Count how many lines in the listing below contain the word "tree". Reply with only the number.

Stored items
* * *

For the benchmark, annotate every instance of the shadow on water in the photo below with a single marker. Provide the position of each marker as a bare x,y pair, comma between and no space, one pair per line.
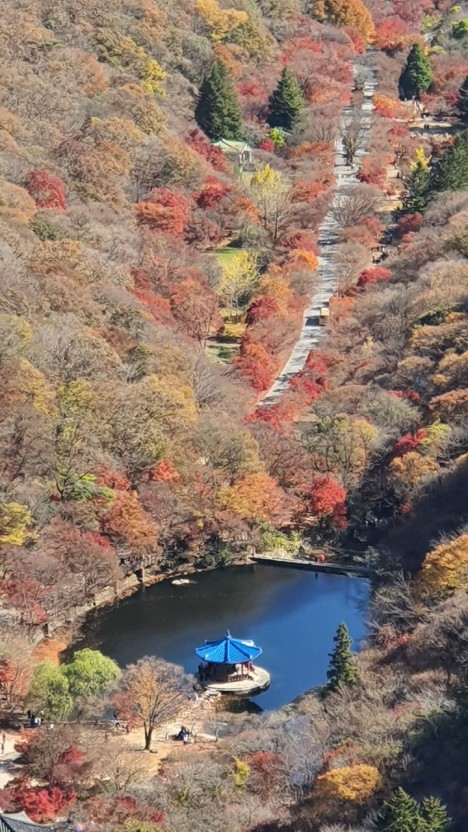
291,614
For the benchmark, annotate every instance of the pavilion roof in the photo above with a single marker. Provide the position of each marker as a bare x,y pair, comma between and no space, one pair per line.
228,650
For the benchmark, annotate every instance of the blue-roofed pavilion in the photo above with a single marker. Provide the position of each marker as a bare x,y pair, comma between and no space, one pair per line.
227,666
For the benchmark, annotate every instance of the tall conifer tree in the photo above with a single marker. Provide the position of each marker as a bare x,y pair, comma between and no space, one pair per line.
218,112
342,670
417,190
462,105
286,102
416,77
400,814
435,815
450,173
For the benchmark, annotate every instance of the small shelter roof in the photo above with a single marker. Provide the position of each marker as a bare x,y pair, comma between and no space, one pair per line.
233,146
228,650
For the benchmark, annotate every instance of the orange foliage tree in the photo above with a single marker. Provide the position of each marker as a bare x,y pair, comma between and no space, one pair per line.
48,191
445,569
127,521
254,497
164,210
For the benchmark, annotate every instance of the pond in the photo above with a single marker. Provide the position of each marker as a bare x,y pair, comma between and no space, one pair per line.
290,613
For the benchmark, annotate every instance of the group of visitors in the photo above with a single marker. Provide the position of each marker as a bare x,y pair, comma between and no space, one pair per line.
184,735
34,721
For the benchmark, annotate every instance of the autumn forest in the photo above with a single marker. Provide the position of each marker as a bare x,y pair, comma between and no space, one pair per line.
167,170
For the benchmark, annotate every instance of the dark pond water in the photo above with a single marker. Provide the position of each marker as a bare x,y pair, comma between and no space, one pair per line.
291,614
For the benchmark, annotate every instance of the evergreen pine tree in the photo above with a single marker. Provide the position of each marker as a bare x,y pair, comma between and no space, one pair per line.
450,173
435,815
342,670
416,77
286,102
417,190
462,105
218,112
400,814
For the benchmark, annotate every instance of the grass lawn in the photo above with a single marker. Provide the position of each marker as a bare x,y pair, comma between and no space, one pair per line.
226,253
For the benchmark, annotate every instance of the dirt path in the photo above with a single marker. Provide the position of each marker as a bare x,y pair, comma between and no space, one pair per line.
327,274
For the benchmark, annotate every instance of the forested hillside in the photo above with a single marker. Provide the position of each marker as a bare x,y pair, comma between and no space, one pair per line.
165,169
121,438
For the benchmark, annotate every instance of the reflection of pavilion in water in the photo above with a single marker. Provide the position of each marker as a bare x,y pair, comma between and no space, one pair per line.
227,666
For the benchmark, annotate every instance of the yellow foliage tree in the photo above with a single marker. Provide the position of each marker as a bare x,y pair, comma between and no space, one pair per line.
445,569
153,78
239,277
420,158
346,13
33,387
271,192
220,22
353,783
15,522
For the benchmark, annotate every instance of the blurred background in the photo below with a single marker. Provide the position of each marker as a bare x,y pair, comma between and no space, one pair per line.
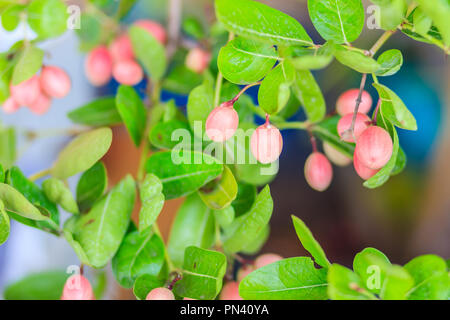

* * *

Result of the exercise: 4